▶ [Required action]: Your answer should repeat exactly the line containing "of the shoulder" and all lines after it through the end of the material below, with no other text.

▶ [Material provided]:

....

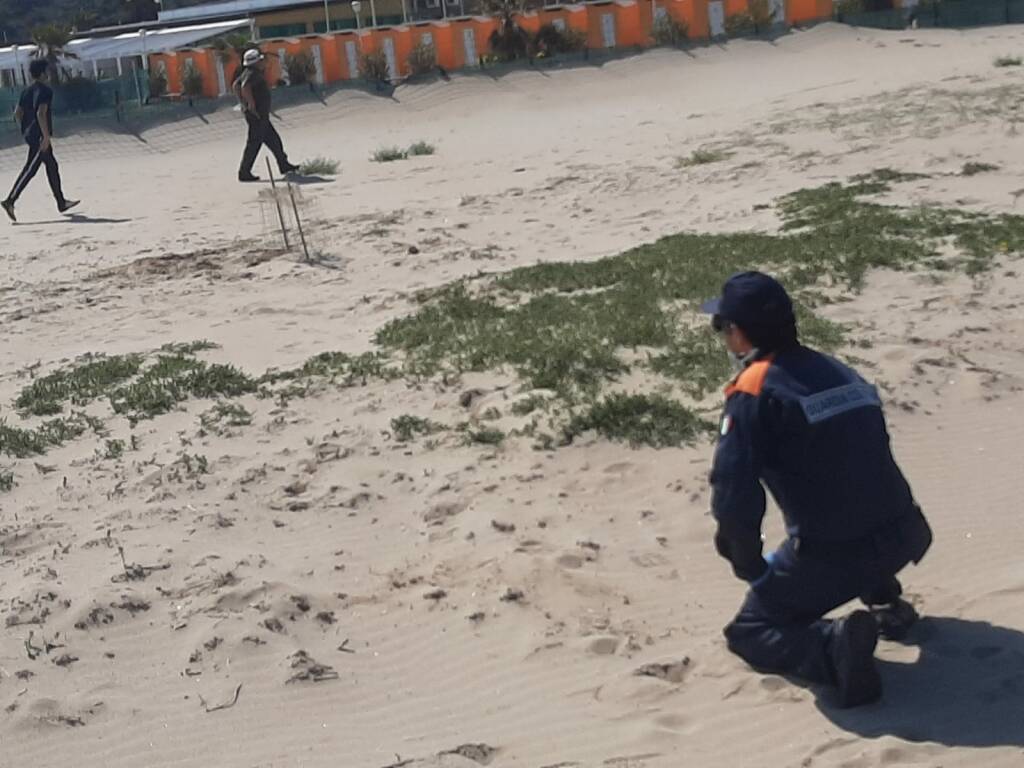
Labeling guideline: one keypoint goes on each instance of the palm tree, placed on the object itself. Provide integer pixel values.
(509, 41)
(51, 44)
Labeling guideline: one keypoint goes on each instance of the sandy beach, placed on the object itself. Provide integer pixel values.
(301, 587)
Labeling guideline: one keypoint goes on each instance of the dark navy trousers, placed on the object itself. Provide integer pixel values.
(780, 626)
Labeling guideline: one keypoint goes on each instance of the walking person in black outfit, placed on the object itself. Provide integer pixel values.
(34, 115)
(255, 95)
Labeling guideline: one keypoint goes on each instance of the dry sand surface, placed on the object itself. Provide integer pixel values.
(325, 595)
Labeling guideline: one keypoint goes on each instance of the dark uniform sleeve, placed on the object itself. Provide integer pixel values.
(737, 497)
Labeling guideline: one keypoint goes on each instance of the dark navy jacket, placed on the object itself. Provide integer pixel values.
(812, 431)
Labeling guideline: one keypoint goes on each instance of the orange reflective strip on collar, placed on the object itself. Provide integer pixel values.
(752, 380)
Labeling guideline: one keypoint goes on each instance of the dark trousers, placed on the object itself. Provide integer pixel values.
(779, 627)
(261, 132)
(37, 159)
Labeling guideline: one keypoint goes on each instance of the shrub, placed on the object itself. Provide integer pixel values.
(551, 41)
(738, 24)
(389, 155)
(421, 148)
(423, 59)
(373, 68)
(702, 156)
(300, 67)
(848, 7)
(668, 31)
(320, 167)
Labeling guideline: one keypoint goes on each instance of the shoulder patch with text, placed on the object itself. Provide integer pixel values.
(818, 408)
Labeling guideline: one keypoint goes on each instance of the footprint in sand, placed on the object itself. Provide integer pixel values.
(570, 562)
(603, 646)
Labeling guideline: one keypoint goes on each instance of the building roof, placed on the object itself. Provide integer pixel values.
(129, 44)
(227, 8)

....

▶ [Written answer]:
Labeling guideline: one keypoint goes on each instance of the shoulder patch with text, placed on the object itself. Provide integer pixel values.
(818, 408)
Labeling guideline: one keypoint goes on each instance of the footprint in sand, placed on the object itself. Provide integer pixel values.
(570, 562)
(603, 646)
Labeling guideline: one keypoint goes on each instance of the building roof, placed on the object itself. Provide integer pixel values.
(129, 44)
(227, 8)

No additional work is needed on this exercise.